======== Text to read ========

The research presented in our study was inspired by recent work from Munoz-Salinas et al. [16] from the University of Cordoba. In their latest paper, a novel mapping and localization approach using planar markers was presented and compared with state-of-the-art Structure from Motion and Simultaneous Localization and Mapping Techniques. The “Marker Mapper” method which they introduced is capable of obtaining better maps and localization results under a wider range of viewpoints than up-to-date SLAM techniques such as LSD-SLAM or ORB-SLAM2.

Inspired by these results, we decided to experiment with the Marker Mapper approach and to use it for real-time MAV localization and mapping. Since the original Marker Mapper method is intended to be used offline to process previously recorded video footage, our implementation simplified the existing pipeline to allow near real-time performance (Fig. 1). In order to prove its effectiveness for MAVs, we developed our work further and achieved fully autonomous flight with an off-the-shelf quadrotor relying solely on our mapping method and fuzzy control. The overall accuracy of the proposed system was tested under different lighting conditions and measured by a laser tracker station during flight. This paper is also accompanied by a video which demonstrates the robustness of our approach and the ability to follow a predefined trajectory accurately. It is available online at: http://youtu.be/3mCu_7Ek2fs.

2 Hardware platform

The Parrot AR Drone, a commercially available quadrocopter, was used as the platform for our experiments. The low unit cost of the Parrot in comparison with other MAVs is not the only advantage which it offers; the AR Drone is also robust and can safely operate in close proximity to people. Its main drawback, however, is the lack of flexibility; neither the MAV’s onboard software nor the hardware itself can be easily modified.

========

# [Problem requirements]
Write the next part of the text on marker-based MAV localization, picking up right after its last sentence. The lines that follow this text are not needed for anything here.

======== Data segment ========

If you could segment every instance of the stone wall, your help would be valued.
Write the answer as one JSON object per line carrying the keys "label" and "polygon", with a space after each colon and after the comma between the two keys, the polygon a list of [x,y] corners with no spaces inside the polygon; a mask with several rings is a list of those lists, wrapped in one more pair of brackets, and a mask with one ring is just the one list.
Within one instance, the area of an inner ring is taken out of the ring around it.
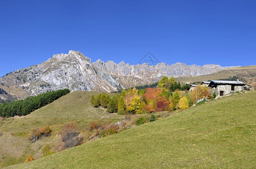
{"label": "stone wall", "polygon": [[231,85],[217,85],[216,87],[211,88],[211,93],[215,93],[217,96],[220,95],[220,91],[224,91],[224,96],[231,94],[234,94],[237,91],[241,91],[243,90],[242,86],[234,86],[234,90],[231,91]]}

========

# [Task response]
Fig. 1

Our approach enables low-cost quadrocopter to follow trajectories defined by artificial landmarks

The AR Drone is equipped with two cameras, an ultrasound, pressure altimeter, a 3-axis gyroscope, an accelerometer and a magnetometer. The frontal 720p HD camera has a \(92^{\circ }\) diagonal field of view at a streaming rate of 30 fps. The bottom camera covers a \(64^{\circ }\) field at 60 fps with a resolution of \(320 \times 240\) pixels. Communication with the Parrot is effected through wireless LAN from the ground station (Fig. 2).

The onboard software running a 1 GHz 32 bit ARM Cortex A8 processor uses sensor data to control the roll \(\Phi \), pitch \(\Theta \) heading \(\Psi \) and vertical velocity \({\dot{z}}\) according to external set points received from control system every 10 ms. The AR Drone weighs 420 g and measures \(53 \times 52\) cm.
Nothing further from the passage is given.